È aperta dal 21 febbraio 2017 la mostra di Keith Haring a Palazzo Reale di Milano. Sono esposte 110 opere dell’artista di grandi e grandissime dimensioni, alcune delle quali dialogano, o sono costrette a dialogare, con opere del passato: una lupa capitolina, una riduzione della Colonna di Traiano, maschere primitive, tutto ciò che ha dato, lo deduciamo dai suoi scritti, ispirazione ad Haring, perfino un Picasso.
Il percorso può essere molto interessante se l’osservatore aguzza la capacità critica e analizza il confronto fra passato e presente, per lo meno il presente di Haring, senza la sottomissione che spesso incutono le opere contemporanee. Di frequente capita che certe volontà di comunicazione non raggiungano il destinatario e capita che tali volontà siano interpretate e applicate a posteriori o dall’autore, o dai critici.

──────────────────────────────

◆ **Consegne**:
1. Come si traduce in inglese questa frase del brano sulla mostra di Keith Haring: «È aperta dal 21 febbraio 2017 la mostra di Keith Haring a Palazzo Reale di Milano.»?
2. Trascrivi dal brano sulla mostra di Keith Haring il tratto compreso tra "È aperta dal" e "perfino un Picasso.", estremi inclusi.
I dati sono materiale a sé, distinto dal brano.

◆ **Dati archiviati**:
──────────────────────────────

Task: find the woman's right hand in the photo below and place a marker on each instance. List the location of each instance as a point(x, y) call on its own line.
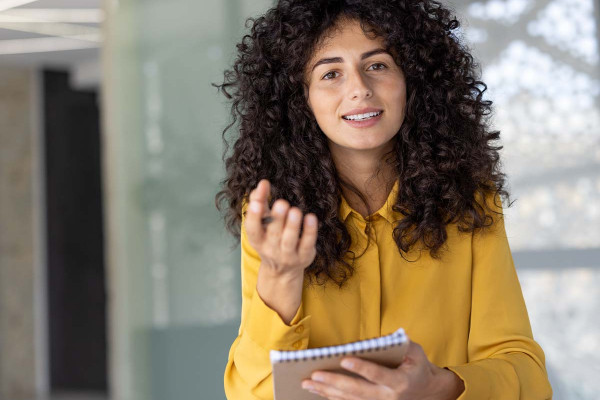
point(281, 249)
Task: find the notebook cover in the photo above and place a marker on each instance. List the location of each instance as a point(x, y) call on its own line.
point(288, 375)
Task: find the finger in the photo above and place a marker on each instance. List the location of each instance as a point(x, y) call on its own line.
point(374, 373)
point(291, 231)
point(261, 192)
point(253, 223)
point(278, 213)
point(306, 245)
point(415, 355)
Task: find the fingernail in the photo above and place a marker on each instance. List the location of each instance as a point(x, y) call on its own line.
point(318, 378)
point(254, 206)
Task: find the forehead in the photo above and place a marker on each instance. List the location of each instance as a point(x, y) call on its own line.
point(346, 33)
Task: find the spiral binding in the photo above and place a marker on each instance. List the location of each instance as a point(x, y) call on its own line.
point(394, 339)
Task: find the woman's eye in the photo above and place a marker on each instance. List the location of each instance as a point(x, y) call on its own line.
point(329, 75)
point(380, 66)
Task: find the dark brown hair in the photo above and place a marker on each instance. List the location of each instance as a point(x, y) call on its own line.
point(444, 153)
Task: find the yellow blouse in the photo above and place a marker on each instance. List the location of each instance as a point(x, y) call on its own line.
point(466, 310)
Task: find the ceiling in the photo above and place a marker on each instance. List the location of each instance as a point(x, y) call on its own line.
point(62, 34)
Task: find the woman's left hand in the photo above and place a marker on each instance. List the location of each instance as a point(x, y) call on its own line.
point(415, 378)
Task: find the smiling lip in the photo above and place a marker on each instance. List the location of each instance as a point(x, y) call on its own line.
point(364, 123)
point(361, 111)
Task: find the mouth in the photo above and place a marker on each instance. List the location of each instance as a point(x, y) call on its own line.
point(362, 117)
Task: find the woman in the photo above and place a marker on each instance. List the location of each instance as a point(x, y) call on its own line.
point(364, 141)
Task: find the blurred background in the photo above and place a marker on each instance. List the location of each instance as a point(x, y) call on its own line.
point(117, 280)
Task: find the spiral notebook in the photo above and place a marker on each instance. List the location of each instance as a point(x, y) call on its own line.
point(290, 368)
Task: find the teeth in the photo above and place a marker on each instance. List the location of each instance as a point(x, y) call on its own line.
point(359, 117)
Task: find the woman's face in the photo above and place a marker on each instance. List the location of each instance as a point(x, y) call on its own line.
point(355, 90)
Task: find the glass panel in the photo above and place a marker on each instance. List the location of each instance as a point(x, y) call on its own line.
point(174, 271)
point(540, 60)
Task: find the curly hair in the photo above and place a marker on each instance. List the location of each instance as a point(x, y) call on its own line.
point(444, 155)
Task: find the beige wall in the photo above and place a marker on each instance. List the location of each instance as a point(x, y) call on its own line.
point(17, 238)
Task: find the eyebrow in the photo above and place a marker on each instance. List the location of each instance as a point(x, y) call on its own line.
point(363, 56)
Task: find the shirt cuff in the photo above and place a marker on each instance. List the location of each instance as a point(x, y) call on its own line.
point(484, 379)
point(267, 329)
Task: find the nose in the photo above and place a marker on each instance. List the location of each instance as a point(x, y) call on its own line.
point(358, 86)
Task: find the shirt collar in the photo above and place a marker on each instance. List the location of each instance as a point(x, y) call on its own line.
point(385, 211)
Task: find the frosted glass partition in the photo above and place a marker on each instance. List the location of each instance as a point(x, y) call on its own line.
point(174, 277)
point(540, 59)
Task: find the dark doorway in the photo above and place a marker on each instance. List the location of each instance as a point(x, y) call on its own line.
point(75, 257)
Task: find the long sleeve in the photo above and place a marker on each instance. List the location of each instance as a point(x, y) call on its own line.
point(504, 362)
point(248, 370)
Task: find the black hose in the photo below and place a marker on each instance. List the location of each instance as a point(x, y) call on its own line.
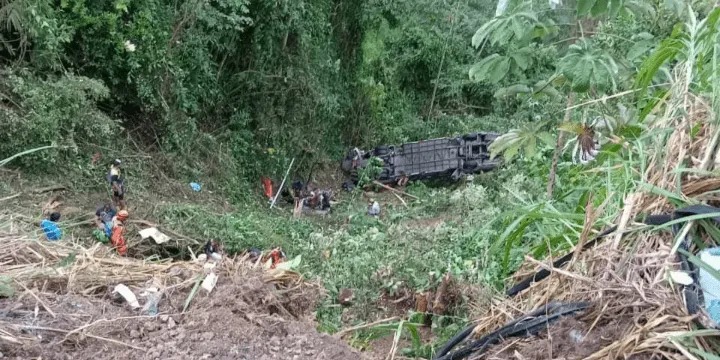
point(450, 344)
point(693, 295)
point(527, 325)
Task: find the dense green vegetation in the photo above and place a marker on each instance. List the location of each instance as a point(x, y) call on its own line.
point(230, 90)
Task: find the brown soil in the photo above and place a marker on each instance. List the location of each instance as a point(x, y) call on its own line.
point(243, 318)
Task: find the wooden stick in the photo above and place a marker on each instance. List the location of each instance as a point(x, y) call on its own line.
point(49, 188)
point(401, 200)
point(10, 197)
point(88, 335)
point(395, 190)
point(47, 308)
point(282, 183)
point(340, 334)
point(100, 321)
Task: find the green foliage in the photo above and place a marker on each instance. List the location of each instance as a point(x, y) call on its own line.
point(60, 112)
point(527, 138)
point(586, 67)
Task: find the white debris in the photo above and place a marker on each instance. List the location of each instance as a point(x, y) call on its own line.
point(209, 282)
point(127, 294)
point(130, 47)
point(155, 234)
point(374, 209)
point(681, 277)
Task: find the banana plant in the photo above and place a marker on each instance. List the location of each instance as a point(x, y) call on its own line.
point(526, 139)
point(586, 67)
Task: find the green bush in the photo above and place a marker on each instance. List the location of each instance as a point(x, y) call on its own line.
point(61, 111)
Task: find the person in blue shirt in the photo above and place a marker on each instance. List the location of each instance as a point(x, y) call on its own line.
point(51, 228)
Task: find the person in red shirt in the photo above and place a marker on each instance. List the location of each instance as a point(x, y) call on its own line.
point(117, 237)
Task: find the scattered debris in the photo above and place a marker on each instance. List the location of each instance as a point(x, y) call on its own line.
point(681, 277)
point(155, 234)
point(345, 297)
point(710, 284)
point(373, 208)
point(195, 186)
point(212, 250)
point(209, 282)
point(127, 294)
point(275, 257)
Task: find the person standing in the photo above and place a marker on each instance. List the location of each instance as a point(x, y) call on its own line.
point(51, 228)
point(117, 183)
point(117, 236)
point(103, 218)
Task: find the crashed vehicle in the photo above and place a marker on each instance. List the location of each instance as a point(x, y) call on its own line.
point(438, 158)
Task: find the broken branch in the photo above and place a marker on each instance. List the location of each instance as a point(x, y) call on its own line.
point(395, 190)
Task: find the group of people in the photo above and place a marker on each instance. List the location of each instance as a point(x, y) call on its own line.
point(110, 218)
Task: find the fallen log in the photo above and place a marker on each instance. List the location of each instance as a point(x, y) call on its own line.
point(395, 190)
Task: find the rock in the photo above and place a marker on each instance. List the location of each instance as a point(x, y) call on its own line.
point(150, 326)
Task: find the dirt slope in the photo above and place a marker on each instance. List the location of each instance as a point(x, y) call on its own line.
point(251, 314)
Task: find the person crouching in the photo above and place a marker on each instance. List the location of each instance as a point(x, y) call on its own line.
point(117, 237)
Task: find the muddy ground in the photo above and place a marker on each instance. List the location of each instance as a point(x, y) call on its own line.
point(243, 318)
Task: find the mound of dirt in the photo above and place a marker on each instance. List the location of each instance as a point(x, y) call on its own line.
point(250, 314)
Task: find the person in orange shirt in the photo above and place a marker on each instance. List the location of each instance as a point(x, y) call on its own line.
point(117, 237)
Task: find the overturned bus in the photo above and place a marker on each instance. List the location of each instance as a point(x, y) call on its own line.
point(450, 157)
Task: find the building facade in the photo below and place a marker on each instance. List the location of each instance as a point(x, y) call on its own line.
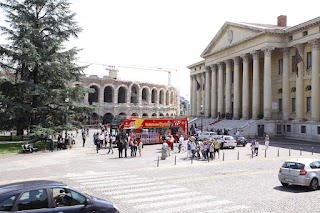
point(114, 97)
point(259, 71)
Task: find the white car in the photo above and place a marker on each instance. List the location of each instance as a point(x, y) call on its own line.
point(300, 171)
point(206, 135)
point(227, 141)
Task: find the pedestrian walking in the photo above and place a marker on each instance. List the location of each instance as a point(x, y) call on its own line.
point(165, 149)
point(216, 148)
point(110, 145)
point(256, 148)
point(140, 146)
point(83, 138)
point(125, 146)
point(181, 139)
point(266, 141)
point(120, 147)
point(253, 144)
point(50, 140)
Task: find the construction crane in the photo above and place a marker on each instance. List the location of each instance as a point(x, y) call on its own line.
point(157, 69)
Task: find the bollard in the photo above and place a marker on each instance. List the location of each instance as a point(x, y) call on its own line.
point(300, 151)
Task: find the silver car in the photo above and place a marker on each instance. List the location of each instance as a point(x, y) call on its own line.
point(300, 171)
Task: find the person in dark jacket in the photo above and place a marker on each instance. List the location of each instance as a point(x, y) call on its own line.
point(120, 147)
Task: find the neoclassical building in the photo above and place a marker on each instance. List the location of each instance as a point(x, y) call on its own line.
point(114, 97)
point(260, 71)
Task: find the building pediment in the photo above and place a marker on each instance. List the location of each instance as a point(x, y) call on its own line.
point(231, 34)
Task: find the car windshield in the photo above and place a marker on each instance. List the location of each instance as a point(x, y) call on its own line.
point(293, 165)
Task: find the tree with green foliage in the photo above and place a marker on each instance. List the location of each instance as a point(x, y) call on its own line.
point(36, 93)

──────────────────────────────

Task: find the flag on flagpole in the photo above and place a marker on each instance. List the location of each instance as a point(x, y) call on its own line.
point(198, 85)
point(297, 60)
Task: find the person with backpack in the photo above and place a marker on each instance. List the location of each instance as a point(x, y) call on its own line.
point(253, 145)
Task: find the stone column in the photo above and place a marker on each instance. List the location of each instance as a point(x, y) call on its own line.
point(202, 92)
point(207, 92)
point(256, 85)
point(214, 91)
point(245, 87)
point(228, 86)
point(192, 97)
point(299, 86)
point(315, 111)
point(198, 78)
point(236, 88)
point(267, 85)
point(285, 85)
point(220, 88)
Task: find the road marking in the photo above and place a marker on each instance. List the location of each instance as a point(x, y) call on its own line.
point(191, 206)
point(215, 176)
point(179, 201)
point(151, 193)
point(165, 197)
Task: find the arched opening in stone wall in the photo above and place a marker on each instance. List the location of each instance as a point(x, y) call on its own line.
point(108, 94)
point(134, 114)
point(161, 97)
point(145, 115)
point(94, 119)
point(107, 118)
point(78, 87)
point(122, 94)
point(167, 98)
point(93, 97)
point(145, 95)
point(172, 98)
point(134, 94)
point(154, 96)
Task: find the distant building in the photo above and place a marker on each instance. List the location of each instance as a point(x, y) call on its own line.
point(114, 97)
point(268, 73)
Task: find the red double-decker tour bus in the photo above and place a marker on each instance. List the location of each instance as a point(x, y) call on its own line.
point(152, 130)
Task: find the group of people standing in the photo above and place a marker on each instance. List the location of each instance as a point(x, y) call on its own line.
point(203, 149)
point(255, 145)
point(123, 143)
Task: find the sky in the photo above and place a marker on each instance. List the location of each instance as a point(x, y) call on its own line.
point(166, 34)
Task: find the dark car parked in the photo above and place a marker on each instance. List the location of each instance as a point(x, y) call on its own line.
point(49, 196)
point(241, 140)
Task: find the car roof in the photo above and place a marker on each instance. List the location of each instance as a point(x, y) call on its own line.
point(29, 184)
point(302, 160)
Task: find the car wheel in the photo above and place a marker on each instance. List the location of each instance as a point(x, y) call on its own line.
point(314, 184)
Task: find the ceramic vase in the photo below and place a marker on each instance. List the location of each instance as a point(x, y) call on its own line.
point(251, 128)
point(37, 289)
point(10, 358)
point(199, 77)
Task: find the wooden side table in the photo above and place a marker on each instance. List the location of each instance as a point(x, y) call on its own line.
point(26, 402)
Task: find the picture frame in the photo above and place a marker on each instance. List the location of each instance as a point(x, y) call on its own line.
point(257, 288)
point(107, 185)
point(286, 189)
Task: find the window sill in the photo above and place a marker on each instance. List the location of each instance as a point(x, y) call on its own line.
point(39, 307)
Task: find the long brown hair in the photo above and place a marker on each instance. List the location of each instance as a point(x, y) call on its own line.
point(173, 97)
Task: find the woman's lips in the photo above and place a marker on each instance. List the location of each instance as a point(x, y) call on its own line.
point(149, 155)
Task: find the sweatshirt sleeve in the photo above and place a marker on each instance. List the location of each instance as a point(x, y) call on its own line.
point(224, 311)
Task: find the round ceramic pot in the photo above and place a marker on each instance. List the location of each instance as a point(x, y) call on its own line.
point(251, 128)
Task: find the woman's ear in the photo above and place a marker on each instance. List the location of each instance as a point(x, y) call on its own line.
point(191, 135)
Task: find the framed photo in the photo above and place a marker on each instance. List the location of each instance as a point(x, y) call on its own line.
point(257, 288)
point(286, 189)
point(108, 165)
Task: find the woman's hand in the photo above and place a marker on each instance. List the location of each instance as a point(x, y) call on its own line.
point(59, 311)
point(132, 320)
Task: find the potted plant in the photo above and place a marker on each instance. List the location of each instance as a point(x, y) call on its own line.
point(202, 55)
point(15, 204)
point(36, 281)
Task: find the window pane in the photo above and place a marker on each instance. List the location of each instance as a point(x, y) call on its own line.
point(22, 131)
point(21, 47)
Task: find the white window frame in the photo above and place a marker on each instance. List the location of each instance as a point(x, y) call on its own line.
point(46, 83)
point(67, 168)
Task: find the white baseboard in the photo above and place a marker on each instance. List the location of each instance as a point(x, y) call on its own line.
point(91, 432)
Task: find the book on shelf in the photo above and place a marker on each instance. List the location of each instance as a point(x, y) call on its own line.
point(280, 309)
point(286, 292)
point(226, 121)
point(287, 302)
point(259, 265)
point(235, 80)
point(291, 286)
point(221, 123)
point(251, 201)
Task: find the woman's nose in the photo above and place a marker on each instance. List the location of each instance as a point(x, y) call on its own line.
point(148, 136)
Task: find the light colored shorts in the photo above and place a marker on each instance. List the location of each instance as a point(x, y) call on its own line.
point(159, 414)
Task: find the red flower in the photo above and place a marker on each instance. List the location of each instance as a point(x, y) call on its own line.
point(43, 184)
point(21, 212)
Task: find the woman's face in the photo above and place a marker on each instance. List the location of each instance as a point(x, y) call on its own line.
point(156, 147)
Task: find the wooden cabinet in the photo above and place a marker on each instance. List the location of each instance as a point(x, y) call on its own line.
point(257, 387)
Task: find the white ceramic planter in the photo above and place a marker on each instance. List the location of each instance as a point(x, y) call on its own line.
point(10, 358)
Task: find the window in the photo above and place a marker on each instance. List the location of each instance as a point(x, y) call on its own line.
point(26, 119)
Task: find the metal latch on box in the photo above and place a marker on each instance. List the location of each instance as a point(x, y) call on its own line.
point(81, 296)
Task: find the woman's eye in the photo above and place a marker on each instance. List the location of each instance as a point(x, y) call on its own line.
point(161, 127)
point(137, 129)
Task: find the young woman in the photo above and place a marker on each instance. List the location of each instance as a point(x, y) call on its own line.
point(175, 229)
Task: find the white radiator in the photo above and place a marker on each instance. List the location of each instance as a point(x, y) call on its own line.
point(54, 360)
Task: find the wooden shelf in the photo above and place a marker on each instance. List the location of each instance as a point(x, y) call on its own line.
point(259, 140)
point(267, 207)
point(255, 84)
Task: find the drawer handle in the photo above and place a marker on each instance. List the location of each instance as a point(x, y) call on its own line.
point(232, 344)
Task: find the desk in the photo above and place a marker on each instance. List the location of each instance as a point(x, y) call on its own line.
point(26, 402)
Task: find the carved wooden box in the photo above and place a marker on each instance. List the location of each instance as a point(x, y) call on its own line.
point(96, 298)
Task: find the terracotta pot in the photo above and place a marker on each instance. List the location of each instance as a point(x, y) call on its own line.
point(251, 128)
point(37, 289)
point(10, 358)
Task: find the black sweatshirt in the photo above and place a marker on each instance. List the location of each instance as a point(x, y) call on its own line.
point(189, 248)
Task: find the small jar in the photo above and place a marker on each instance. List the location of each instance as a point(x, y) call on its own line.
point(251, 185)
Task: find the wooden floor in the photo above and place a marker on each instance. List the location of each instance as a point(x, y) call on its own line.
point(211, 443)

──────────────────────────────

◆ **Soluzioni**:
1. The Keith Haring exhibition at Palazzo Reale in Milan has been open since February 21, 2017.

2.
È aperta dal 21 febbraio 2017 la mostra di Keith Haring a Palazzo Reale di Milano. Sono esposte 110 opere dell’artista di grandi e grandissime dimensioni, alcune delle quali dialogano, o sono costrette a dialogare, con opere del passato: una lupa capitolina, una riduzione della Colonna di Traiano, maschere primitive, tutto ciò che ha dato, lo deduciamo dai suoi scritti, ispirazione ad Haring, perfino un Picasso.